+++ Source document
Plan A was Kaepernick to the point Elway invited him to his home in suburban Denver. But the San Francisco quarterback wouldn’t agree to reduce his guarantee money of $11.9 million by $5 mil.
Best deal the Broncos didn’t make and the best money Elway never spent. Kaepernick won’t start for the 49ers, won’t stand for the National Anthem and won’t even talk to his biological mother in Colorado.
Bradford was too expensive with too poor a resume. He just was sent to the Vikings for a No. 1 draft pick. Fitzpatrick wanted too much cash. The Broncos checked out RGIII and decided no way, and he has been mediocre for Cleveland in exhibitions. Reserve quarterbacks Glennon, McCown, Kennum and McCarron couldn’t be pried away, and Hoyer is a loser.
Hackenberg, drafted in the second round by the Jets, gave a historically-terrible performance in the final exhibition, completing only 11 of 31 passes for 54 yards and a 90-yard pick-six. Cook slipped to the fourth round (Raiders) and has been lost in camp.
Dak Prescott, who the Broncos liked and brought to Denver for a visit, also fell to the fourth round and was taken by Dallas. He has become the find of the draft, throwing and running for seven touchdowns and compiling a 106.8 QB rating. With the injury to Tony Romo, Prescott is a starting quarterback and rookie of the year contender.
The Broncos ultimately decided on Paxton Lynch (first round), who is not advanced enough to start, but advanced enough to pass the sinking Sanchez.
And look who’s the surprise starting quarterback.
++++++
+++ Entries shown
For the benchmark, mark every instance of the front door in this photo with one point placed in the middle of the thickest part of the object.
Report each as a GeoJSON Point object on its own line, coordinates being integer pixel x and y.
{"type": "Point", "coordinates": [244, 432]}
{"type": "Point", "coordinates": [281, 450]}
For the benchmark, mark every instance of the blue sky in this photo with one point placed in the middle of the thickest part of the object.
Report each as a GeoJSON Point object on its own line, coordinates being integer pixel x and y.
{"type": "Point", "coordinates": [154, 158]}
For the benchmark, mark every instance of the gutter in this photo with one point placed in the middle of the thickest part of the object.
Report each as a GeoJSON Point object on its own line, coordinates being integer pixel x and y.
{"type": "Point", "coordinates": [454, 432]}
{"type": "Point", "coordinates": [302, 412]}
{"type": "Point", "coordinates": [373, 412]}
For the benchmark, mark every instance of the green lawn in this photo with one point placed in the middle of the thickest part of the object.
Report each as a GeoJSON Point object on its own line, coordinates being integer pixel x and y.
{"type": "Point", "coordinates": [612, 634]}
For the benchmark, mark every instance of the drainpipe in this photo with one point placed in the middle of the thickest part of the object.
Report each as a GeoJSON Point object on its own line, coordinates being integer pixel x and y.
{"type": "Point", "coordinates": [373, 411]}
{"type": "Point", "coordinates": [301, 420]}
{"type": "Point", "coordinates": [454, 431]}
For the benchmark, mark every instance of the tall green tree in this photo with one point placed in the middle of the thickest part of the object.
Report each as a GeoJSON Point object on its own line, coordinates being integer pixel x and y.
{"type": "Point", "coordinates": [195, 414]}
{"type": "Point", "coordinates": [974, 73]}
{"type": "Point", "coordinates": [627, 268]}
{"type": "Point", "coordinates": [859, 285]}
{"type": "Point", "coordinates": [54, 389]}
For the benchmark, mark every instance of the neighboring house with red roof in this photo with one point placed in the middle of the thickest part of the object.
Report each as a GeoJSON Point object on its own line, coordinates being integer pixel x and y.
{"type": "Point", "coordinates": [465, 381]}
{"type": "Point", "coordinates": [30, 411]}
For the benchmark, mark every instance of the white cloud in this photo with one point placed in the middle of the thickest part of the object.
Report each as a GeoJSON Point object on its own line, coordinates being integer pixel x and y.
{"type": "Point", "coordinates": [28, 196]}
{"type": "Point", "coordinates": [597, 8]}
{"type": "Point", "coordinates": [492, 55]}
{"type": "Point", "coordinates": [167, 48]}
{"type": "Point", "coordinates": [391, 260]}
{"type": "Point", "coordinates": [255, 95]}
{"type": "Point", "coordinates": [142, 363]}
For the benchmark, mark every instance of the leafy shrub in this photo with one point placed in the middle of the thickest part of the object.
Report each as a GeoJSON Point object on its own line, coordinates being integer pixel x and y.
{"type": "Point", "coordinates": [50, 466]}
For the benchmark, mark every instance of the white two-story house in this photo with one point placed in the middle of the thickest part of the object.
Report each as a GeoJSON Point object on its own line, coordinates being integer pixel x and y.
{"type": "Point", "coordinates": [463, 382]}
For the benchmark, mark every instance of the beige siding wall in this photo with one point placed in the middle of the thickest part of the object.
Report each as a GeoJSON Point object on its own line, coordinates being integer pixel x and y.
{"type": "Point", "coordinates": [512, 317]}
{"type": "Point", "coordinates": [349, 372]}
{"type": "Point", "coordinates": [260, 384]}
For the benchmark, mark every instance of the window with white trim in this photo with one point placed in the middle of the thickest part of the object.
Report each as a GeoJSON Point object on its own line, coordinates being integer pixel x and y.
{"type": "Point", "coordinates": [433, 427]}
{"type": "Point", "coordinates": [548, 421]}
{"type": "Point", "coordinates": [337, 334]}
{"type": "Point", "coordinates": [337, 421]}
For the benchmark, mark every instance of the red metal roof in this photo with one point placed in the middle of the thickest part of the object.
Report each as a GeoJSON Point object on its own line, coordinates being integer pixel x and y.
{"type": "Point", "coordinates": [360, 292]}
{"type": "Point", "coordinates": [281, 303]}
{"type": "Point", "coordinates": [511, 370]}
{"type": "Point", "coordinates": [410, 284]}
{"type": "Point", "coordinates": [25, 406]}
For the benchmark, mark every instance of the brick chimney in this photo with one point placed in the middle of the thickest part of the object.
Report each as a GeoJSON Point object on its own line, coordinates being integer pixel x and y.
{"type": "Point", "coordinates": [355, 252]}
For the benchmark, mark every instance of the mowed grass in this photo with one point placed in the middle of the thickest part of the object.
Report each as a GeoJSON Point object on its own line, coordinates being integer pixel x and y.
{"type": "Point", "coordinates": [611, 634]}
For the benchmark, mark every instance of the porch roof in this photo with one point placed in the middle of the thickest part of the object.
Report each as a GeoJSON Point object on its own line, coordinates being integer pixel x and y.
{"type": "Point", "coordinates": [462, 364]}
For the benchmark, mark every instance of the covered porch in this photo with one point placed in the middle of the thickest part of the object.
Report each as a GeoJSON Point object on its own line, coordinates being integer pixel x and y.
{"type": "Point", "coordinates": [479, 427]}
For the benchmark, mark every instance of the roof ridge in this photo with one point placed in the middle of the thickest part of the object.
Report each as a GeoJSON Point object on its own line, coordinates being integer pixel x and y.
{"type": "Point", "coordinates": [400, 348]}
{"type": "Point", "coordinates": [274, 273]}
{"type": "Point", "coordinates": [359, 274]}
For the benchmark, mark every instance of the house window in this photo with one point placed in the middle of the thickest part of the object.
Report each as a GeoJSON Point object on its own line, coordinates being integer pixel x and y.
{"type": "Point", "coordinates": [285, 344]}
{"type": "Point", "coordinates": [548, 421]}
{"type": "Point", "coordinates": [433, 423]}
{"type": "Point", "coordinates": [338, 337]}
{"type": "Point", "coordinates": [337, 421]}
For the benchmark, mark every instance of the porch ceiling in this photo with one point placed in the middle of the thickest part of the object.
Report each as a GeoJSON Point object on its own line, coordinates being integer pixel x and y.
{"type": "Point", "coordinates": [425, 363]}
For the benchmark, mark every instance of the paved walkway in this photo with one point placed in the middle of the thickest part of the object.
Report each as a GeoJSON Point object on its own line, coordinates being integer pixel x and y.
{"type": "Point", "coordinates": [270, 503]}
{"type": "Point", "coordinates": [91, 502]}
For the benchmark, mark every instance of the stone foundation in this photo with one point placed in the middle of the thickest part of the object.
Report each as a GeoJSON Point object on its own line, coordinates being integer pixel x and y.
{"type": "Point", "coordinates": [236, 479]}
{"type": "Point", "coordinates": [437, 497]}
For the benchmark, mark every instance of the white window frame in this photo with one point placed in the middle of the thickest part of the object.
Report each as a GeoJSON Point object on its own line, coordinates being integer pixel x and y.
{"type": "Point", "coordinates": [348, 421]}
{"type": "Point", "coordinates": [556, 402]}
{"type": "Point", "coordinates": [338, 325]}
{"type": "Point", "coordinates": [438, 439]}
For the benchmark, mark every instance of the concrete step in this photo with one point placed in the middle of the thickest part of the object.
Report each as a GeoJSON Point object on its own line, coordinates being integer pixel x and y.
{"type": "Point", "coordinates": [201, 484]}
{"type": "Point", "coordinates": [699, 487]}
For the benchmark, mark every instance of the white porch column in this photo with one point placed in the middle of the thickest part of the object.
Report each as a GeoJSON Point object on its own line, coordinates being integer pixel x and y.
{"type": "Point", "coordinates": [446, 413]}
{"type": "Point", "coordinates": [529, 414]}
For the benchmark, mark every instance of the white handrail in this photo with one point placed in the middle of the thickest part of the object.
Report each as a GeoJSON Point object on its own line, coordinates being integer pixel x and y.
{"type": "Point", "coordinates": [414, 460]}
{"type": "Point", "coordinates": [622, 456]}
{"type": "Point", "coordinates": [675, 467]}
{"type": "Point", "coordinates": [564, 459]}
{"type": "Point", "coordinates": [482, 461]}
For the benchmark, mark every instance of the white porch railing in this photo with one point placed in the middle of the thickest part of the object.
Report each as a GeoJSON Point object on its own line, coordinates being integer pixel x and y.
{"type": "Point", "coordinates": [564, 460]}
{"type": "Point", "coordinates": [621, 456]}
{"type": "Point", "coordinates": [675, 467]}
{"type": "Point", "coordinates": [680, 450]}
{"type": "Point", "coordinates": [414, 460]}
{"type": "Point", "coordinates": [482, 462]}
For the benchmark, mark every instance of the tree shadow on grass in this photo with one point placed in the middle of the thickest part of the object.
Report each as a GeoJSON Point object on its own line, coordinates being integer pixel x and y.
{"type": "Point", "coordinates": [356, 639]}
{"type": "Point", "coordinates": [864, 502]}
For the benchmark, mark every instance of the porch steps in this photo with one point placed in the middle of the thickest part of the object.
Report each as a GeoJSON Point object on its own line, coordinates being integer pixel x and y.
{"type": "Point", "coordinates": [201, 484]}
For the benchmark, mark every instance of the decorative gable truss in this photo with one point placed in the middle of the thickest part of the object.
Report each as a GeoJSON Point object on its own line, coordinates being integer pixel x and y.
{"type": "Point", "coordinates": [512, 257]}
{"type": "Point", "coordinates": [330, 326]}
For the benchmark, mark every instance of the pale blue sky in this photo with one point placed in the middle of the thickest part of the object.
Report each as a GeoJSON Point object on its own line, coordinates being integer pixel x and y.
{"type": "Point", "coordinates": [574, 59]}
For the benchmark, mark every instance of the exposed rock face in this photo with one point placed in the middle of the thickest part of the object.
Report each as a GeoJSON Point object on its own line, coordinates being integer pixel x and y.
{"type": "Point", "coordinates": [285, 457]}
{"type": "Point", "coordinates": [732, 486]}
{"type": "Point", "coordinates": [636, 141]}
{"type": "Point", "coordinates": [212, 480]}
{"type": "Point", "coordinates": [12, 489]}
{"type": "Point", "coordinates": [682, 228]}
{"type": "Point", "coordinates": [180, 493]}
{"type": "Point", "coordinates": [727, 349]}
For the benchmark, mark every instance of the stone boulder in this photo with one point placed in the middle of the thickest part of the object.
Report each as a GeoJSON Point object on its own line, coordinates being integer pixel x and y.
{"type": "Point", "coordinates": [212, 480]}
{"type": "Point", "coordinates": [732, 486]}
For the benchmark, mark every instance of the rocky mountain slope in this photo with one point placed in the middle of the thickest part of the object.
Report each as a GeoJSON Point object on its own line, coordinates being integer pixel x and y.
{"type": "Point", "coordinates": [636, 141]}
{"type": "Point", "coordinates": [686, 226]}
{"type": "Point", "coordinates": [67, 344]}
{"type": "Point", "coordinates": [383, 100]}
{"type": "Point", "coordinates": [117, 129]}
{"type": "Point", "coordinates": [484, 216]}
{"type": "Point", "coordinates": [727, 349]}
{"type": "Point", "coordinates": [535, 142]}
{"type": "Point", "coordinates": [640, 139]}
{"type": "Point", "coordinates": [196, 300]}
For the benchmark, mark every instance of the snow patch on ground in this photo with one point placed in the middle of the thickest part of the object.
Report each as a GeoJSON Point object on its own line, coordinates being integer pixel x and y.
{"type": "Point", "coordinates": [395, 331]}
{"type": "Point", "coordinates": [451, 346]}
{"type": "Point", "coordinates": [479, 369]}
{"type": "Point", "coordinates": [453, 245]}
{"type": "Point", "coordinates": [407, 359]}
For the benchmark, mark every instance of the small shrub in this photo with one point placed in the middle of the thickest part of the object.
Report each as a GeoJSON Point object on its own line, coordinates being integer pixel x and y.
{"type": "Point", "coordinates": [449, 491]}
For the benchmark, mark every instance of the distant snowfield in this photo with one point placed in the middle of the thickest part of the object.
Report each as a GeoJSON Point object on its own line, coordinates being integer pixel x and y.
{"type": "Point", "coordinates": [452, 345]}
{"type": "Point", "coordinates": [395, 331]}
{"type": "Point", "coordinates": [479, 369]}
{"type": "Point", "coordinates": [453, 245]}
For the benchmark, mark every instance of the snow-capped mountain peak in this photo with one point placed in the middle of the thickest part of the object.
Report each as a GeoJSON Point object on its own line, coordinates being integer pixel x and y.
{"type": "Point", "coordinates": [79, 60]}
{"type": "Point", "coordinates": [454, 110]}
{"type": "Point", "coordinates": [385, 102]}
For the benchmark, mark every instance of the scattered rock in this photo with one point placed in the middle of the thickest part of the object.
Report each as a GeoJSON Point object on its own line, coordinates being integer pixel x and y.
++++++
_Actions to take_.
1/ From the passage about the Broncos' quarterback search, write out the part starting with "Dak Prescott, who" and going on through "the sinking Sanchez.", substituting "the Cowboys" for "Dallas".
2/ In the passage about the Broncos' quarterback search, what did the Vikings give up to get Bradford?
3/ Translate this sentence from the passage about the Broncos' quarterback search into Spanish: "Cook slipped to the fourth round (Raiders) and has been lost in camp."
Rely only on the passage about the Broncos' quarterback search.

_Written responses_.
1/
Dak Prescott, who the Broncos liked and brought to Denver for a visit, also fell to the fourth round and was taken by the Cowboys. He has become the find of the draft, throwing and running for seven touchdowns and compiling a 106.8 QB rating. With the injury to Tony Romo, Prescott is a starting quarterback and rookie of the year contender.
The Broncos ultimately decided on Paxton Lynch (first round), who is not advanced enough to start, but advanced enough to pass the sinking Sanchez.

2/ A No. 1 draft pick.

3/ Cook cayó a la cuarta ronda (Raiders) y ha estado perdido en el campamento.